Trigonometric Identities

Appendix A Trigonometric Identities

Fundamental relationships of trigonometric functions can be deduced from the remarkable formula of Euler :

\begin{equation} e^{i\theta} = \cos(\theta) + i\sin(\theta) \quad (\theta \in \mathbb{R})\tag{A.1} \end{equation}

where \(i \in \mathbb{C}\) is a complex number with \(i^2 = -1\text{.}\) For instance, since complex conjugation corresponds to reflection along the real axis, \(\overline{e^{i\theta}} = e^{i(-\theta)}\) for any \(\theta\text{,}\) so

\begin{equation*} \cos(\theta) - i\sin(\theta) \equiv \cos(-\theta)+i\sin(-\theta). \end{equation*}

From identity we conclude that sine is an odd function and cosine is an even function, that is

\begin{equation} \sin(-\theta) \equiv -\sin(\theta)\ \text{and}\ \cos(-\theta) \equiv \cos(\theta).\tag{A.2} \end{equation}

Also,

\begin{align*} 1 & = e^{i\theta}e^{-i\theta}\\ & = (\cos(\theta) + i\sin(\theta))(\cos(\theta)-i\sin(\theta)\\ & = \cos^2(\theta) + \sin^2(\theta). \end{align*}

That is

\begin{equation} \sin^2(\theta) + \cos^2(\theta) \equiv 1.\tag{A.3} \end{equation}

Now, whenever \(\sec(\theta)\) is defined, i.e. \(\cos(\theta) \neq 0\text{,}\) by dividing \(\cos^2(\theta)\) on both sides of (A.3), we obtain another form of the identity

\begin{equation} \tan^2(\theta) + 1 \equiv \sec^2(\theta).\tag{A.4} \end{equation}

By comparing the real part and the imaginary part of both sides of the following equation

\begin{align*} \cos(A+B) & + i\sin(A+B) = e^{i(A+B)} = e^{iA}e^{iB}\\ &= (\cos(A) + i\sin(A))(\cos(B) + i\sin(B))\\ &= \cos(A)\cos(B)+i^2\sin(A)\sin(B)+i(\sin(A)\cos(B)+\sin(B)\cos(A)).\\ &=\cos(A)\cos(B)-\sin(A)\sin(B) +i(\sin(A)\cos(B)+\sin(B)\cos(A)) \end{align*}

we get the following angle-sum identities.

## INSTRUCTIONS:
[A] Answer the following questions about the trigonometric identities appendix, each in a few words:
(i) What does complex conjugation correspond to?
(ii) Which of the two functions, sine or cosine, is stated to be odd?
(iii) What condition on cos(θ) is given for sec(θ) to be defined?
[B] Rewrite the passage of the trigonometric identities appendix starting with "By comparing the" and going on through "following angle-sum identities.", putting "addition formulas" in place of "angle-sum identities".

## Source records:
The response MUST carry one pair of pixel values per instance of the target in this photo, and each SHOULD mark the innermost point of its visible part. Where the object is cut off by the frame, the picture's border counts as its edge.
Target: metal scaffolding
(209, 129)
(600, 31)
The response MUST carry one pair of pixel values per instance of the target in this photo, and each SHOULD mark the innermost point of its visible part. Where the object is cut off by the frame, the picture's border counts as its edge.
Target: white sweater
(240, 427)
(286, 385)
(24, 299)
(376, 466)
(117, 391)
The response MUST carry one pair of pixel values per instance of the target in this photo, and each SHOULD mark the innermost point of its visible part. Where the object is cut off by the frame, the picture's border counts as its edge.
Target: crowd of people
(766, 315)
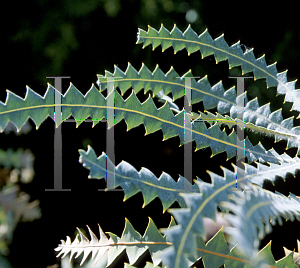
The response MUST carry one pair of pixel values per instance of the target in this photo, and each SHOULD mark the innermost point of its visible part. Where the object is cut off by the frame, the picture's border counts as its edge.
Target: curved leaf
(94, 104)
(130, 240)
(186, 236)
(132, 182)
(252, 207)
(219, 47)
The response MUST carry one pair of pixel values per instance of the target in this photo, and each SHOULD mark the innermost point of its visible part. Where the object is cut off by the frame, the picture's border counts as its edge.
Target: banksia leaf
(221, 51)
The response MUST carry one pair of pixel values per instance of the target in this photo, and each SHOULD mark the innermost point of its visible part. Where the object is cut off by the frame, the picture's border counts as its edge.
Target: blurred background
(84, 38)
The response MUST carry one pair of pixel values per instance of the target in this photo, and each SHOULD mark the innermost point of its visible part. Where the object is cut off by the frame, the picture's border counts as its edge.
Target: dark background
(84, 38)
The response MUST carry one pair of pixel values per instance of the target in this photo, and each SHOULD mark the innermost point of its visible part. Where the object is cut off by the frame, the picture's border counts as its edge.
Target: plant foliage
(183, 242)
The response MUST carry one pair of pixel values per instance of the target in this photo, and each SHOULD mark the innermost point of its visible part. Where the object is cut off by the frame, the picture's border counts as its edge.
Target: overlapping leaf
(186, 236)
(221, 51)
(132, 181)
(250, 209)
(258, 118)
(107, 250)
(165, 187)
(94, 104)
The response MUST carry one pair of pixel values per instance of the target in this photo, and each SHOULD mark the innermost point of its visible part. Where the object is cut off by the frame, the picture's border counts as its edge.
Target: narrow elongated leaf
(132, 182)
(259, 119)
(131, 241)
(94, 104)
(221, 51)
(251, 209)
(165, 187)
(186, 236)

## SOLUTIONS TO THE EXERCISE:
[A]
(i) Reflection along the real axis.
(ii) Sine.
(iii) cos(θ) ≠ 0.

[B]
By comparing the real part and the imaginary part of both sides of the following equation

\begin{align*} \cos(A+B) & + i\sin(A+B) = e^{i(A+B)} = e^{iA}e^{iB}\\ &= (\cos(A) + i\sin(A))(\cos(B) + i\sin(B))\\ &= \cos(A)\cos(B)+i^2\sin(A)\sin(B)+i(\sin(A)\cos(B)+\sin(B)\cos(A)).\\ &=\cos(A)\cos(B)-\sin(A)\sin(B) +i(\sin(A)\cos(B)+\sin(B)\cos(A)) \end{align*}

we get the following addition formulas.